Percona Live 2017 Santa Clara, California | April 24-27, 2017 - PowerPoint PPT Presentation

Percona Live 2017 Santa Clara, California | April 24-27, 2017 Rick's RoTs Rules of Thumb for MySQL Rick James

Agenda Indexing Optimization Partitioning Character Sets Galera/PXC Datatypes How To Hardware Miscellany

INDEXing A Mini Lesson

INDEX Purpose & Design • Index may greatly speed up SELECT • Adding indexes is not a panacea • BTree – good all around

INDEX -- 2 • Start INDEX with "=" from WHERE • Avoid: WHERE func(col) = 'const' • flip: WHERE col = inverse('const') • Hard to opt: WHERE active = 1 • Only 1 index used per SELECT • Prefix often bad: INDEX(name(10)) • Usually wrong : UNIQUE(name(10))

INDEX -- 3 • INDEX(a,b) != INDEX(a), INDEX(b) • INDEX(a,b) handles INDEX(a) , not (b) • INDEX(a,b,c,d,e) – may be excessive • "Using index" = "Covering index" = 2x speedup

INDEX -- 4 • Index is shunned if need > ~20% of table • Avoid USE/FORCE/IGNORE INDEX , STRAIGHT_JOIN • except in desperation

Index Q&A 1 question (hold rest until end) Index Cookbook (includes 7 tips on efficient many:many mapping tables): mysql.rjweb.org/doc.php/index_cookbook_mysql

Optimization (or not)

Available data:

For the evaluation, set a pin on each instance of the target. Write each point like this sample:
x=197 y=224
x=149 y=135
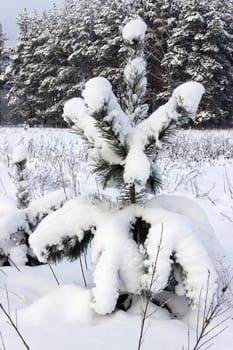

Directions:
Decide whether each statement below agrees with the MySQL rules-of-thumb slides. Answer yes or no for each, and quote the words from the slides that decide it.
1. Adding indexes solves every performance problem.
2. Only one index is used per SELECT.
3. An index is shunned when more than about 20% of the table is needed.

Task solution:
1. No: "Adding indexes is not a panacea"
2. Yes: "Only 1 index used per SELECT"
3. Yes: "Index is shunned if need > ~20% of table"